Course Identification

Participants should possess knowledge of physical and organic chemistry at the level of introductory courses for Biology undergraduates, and basic Biochemistry and cell biology (e.g. At the level that Chemistry or Medicine students would take). There are no formal prerequisites, and we encourage students to obtain the necessary background from 1st year B.Sc. textbooks.

Chem-O-Life 2017/8

Course Title: Chemistry of Life 20183051

1st Semester

Thursday, 1415-1600

Tutorials: Tuesday, 1615-1700

Notes:

(1) Lectures by Sarel Fleishman or Dan Tawfik

(2) The first week’s tutorial (planned for Tuesday 31 October) will not take place, as we will begin with an introductory lesson that week. We considered to start with the lesson on Tuesday, but this will ‘phase out’ the following weeks and create havoc. This, and the lesson we’ll miss owing to Channuka (14 January), means that have 2 hours less in the total count. We can, however, add some extra hour or two, if you like, some time in January and thus avoid over-compression.

Textbooks: The course is partly based on a recent textbook that aims to address the chemical basis of biomolecules:
 

The molecules of Life: Physical and Chemical Principles: John Kuriyan, Boyana Konforti & David Wemmer Garland Science, 2013. However, some parts of the course (e.g. chemical reactivity) are not covered.

A textbook suitable for the last parts: (‘Chemical reactivity and life’s chemistry’, and ‘Enzymatic catalysis’) is:

Structure and Mechanism in Protein Science:
A Guide to Enzyme Catalysis and Protein Folding.
Alan Fersht 1999. PDF can be downloaded for free (http://www.fersht.com/Structure.html)

* QUESTIONS ON THE MATERIAL:
[1] Translate this sentence from the Chemistry of Life course page into Spanish: "There are no formal prerequisites, and we encourage students to obtain the necessary background from 1st year B.Sc. textbooks."
[2] Rename "Channuka" to "Hanukkah" in the Chemistry of Life course page, and write out the passage from "(1) Lectures by" up to and including "thus avoid over-compression." with that change.
[3] Take the Chemistry of Life course page further, continuing on from its final line.
The listing that comes next is separate material, unconnected to the Chemistry of Life course page.

* EXERCISE DATA:
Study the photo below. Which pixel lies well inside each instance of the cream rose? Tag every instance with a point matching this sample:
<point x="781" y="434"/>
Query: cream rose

* RESULTS FOR THE EXERCISE:
[1] No hay requisitos previos formales, y animamos a los estudiantes a adquirir los conocimientos necesarios en libros de texto de primer año de B.Sc.

[2]
(1) Lectures by Sarel Fleishman or Dan Tawfik

(2) The first week’s tutorial (planned for Tuesday 31 October) will not take place, as we will begin with an introductory lesson that week. We considered to start with the lesson on Tuesday, but this will ‘phase out’ the following weeks and create havoc. This, and the lesson we’ll miss owing to Hanukkah (14 January), means that have 2 hours less in the total count. We can, however, add some extra hour or two, if you like, some time in January and thus avoid over-compression.

[3]
Note, however, that the course’s aim is to integrate several discrete disciplines and areas, and as such, there are not textbooks that cover the course’s material as such.

Upon successful completion of this course students should be able, for example, to:

1. Formulate the kinetic and thermodynamic basis for the specificity and sensitivity of signal triggering of a cellular receptor.
2. Examine a crystal structure of a protein complex, identify the key interactions and their potential contributions to the protein's binding or enzymatic function.
3. Design experiments aimed at unraveling the molecular basis for a protein's structure and function and how these are connected with physiological functions.
4. Understand how chemical reactivity of a series of metabolites relates to the pathway's architecture, to the pathway's thermodynamics and kinetics, and to cellular energetics as a whole.

The course is partly based on a recent textbook that had been tailored to meet the above-described goals:
The molecules of Life: Physical and Chemical Principles: John Kuriyan, Boyana Konforti & David Wemmer Garland Science, 2013. However, some parts of the course (e.g. chemical reactivity) are not covered.